- [TASK REQUIREMENTS] The records below are to be transcribed exactly as they appear.

==== TASK INPUT

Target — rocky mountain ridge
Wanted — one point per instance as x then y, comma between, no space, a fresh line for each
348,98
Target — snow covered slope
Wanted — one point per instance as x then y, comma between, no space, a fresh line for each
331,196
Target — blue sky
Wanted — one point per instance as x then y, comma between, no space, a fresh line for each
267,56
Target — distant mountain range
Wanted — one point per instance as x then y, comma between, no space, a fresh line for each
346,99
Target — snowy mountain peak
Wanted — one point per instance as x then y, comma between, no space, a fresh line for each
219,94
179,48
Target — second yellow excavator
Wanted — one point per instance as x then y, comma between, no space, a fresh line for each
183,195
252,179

========

- [TASK OUTPUT]
Target — rocky mountain ridge
Wanted — one point per instance as x then y, comma between, no space, a fresh line for each
348,98
Target — snow covered slope
Wanted — one point per instance as x then y, comma between, no space, a fresh line for each
331,196
Target — blue sky
Wanted — one point per instance as x then y, comma between, no space, a fresh line for each
267,56
Target — distant mountain range
Wanted — one point per instance as x then y, comma between, no space, a fresh line for each
346,99
Target — snowy mountain peak
Wanted — one point per instance as x then y, comma between, no space, a fresh line for each
219,94
179,48
Target — second yellow excavator
Wanted — one point per instance as x then y, comma between, no space, a fresh line for each
183,195
252,179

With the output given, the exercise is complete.